● **COMPITO DA SVOLGERE**: Nel testo sulla riservatezza, per favore ribattezza "controparti" in "interlocutori" e riporta il tratto da "Mi vengono in" fino a "storia pare confermare." con questa modifica.

● **TESTO ESTRATTO**:
Momento d’introspezione nervosa.

Spesso mi tacciano di essere una persona troppo riservata, che non dice mai niente e non si fida.

Chiarisco: sono capace di parlare anche per il culo, ma di facezie o cose phighissime che non mi riguardano direttamente.

Capita, ognuno è fatto a modo proprio.

Una cosa che innervosisce molto – direttamente connessa con il pessimo metro che applico alla scelta degli interlocutori – è che, la volta in cui decido di parlare, non va bene quello che dico.
Mi vengono in mente esempi abbastanza umilianti.
Probabilmente scelgo controparti dementi all’unico scopo di collezionare ulteriori ragioni per dire sempre meno.
Sì: la storia pare confermare.

Ora
c’ho 30 anni
quindi
sticazzi.

Dico quello che mi pare, quando mi pare, dove mi pare – nei limiti della legalità o finché non mi scoprono, dipende. Tengo le mie paturnie ma poi non mi si rompa il mazzo.
(Cerco di limitare la scurrilità, ho pur sempre 30 anni).

Con la scusa che sono grande e grossa e scorbutica, me ne sento dire in continuazione e non reagisco come potrei.

● **DATI FORNITI**:
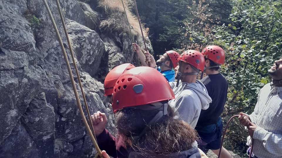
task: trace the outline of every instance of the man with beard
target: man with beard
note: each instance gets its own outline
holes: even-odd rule
[[[112,106],[116,136],[105,129],[105,114],[98,111],[91,116],[101,150],[115,158],[201,157],[196,131],[174,118],[168,102],[174,95],[160,73],[147,67],[134,68],[115,85]]]
[[[199,51],[189,50],[184,51],[178,60],[177,82],[169,83],[175,99],[169,103],[179,114],[179,118],[194,128],[201,110],[209,108],[212,102],[204,85],[197,79],[200,71],[204,71],[205,59]]]
[[[240,113],[240,123],[253,138],[253,157],[282,158],[282,58],[268,70],[272,82],[261,90],[254,111],[249,115]],[[247,154],[250,154],[250,148]]]
[[[154,57],[149,52],[145,51],[144,52],[146,54],[145,56],[137,44],[133,43],[132,45],[133,50],[136,52],[142,65],[153,68],[155,68],[162,74],[168,82],[174,81],[175,72],[174,69],[178,65],[177,59],[179,55],[178,53],[172,50],[166,51],[160,56],[160,59],[157,61],[157,65],[156,66]],[[147,62],[146,63],[145,60],[147,56],[150,56],[150,58],[149,58],[148,60],[146,60]],[[151,60],[151,59],[152,60]]]
[[[208,109],[201,111],[195,129],[200,138],[199,148],[206,152],[211,150],[218,155],[223,128],[220,115],[227,99],[228,88],[227,81],[219,71],[220,65],[224,63],[225,54],[222,48],[215,45],[207,47],[202,54],[205,57],[207,76],[201,81],[206,86],[212,102]],[[226,158],[232,157],[223,147],[221,155]]]

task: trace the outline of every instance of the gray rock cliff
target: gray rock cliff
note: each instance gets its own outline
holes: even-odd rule
[[[60,2],[90,113],[106,113],[107,128],[114,132],[103,79],[120,64],[140,65],[124,13],[109,11],[95,1]],[[48,3],[77,83],[56,1]],[[117,23],[111,23],[113,18]],[[118,24],[122,27],[115,29]],[[142,45],[135,29],[135,40]],[[0,158],[87,157],[95,153],[42,0],[0,1]]]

● **RISULTATO DEL COMPITO**:
Mi vengono in mente esempi abbastanza umilianti.
Probabilmente scelgo interlocutori dementi all’unico scopo di collezionare ulteriori ragioni per dire sempre meno.
Sì: la storia pare confermare.